___ Text passage

This seminar will reflect on my career as a process development chemical engineer in the pharmaceutical industry. While one’s chemical engineering degrees provide one with the technical basis to contribute to solving the industrial problems and challenges, there are many things not formally taught which can drive one’s professional development, career path, and overall success in industry. Some of these lessons cover expectations for new employees, work-life tradeoffs, leadership development, and the non-technical “soft skills” related to communications and self-awareness.
Dr. Jean Tom is the Group Director of Development Engineering in Chemical Development in the R&D organization of Bristol-Myers Squibb. At BMS, Her team generates process knowledge through lab experimentation, modeling, data visualization, and scale-up activities that enable technology transfer to manufacturing. Through these activities, she has led the successful commercial launch of 12 pharmaceutical products currently on the market, while advancing science and collaboration across the industry.
Prior to joining BMS in 2006, Dr. Tom was at Merck Research Laboratories for 19 years where she held positions overseeing development projects, technology transfer, and pilot plant operations.
Dr. Tom received her Ph.D. in Chemical Engineering at Princeton University in 1993. She holds B.S. degrees in Chemistry and Chemical Engineering and M.S degree in Chemical Engineering Practice from MIT. She is active in AIChE, Association Crystallization Technology, ABET and is a Fellow of AIChE and AIMBE.

______
___ Data extract

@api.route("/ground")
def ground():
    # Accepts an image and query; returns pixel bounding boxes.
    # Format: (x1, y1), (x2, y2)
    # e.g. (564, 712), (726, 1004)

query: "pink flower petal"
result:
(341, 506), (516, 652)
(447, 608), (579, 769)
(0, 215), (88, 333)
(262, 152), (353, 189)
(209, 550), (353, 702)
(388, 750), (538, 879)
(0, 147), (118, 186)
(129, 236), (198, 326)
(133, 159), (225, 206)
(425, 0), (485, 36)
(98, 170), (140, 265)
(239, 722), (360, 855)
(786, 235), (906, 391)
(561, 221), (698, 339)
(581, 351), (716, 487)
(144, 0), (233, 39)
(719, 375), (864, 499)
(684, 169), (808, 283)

______
___ Data extract

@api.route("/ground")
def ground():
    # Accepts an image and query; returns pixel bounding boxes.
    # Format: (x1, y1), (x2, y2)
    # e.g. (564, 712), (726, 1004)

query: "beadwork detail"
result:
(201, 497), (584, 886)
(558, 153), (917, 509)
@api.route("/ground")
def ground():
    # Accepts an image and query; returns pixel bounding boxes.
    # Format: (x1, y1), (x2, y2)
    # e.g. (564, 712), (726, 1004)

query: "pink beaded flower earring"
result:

______
___ Data extract

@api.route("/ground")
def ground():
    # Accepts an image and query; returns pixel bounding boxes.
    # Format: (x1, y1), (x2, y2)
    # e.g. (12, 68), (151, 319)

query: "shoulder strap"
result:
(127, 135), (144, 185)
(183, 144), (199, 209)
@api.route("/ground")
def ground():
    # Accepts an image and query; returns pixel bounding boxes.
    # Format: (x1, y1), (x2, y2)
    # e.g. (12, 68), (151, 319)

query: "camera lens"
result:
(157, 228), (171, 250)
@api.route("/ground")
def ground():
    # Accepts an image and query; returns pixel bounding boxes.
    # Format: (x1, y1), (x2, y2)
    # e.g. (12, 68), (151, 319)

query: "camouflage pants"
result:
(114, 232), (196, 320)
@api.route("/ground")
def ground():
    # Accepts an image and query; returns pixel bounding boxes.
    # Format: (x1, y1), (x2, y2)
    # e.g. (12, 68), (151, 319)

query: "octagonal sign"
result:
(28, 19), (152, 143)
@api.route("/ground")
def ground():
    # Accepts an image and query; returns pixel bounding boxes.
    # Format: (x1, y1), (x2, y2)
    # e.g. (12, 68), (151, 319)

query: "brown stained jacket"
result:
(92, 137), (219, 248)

______

Decide whether each statement below agrees with the seminar announcement, answering yes or no and quoting the words of the announcement that decide it.
1. Before joining BMS, Dr. Tom spent 19 years at Merck Research Laboratories.
2. Dr. Tom earned her Ph.D. at MIT.
3. The lessons the seminar covers include work-life tradeoffs.

1. Yes: "Prior to joining BMS in 2006, Dr. Tom was at Merck Research Laboratories for 19 years"
2. No: "Dr. Tom received her Ph.D. in Chemical Engineering at Princeton University in 1993."
3. Yes: "Some of these lessons cover expectations for new employees, work-life tradeoffs, leadership development"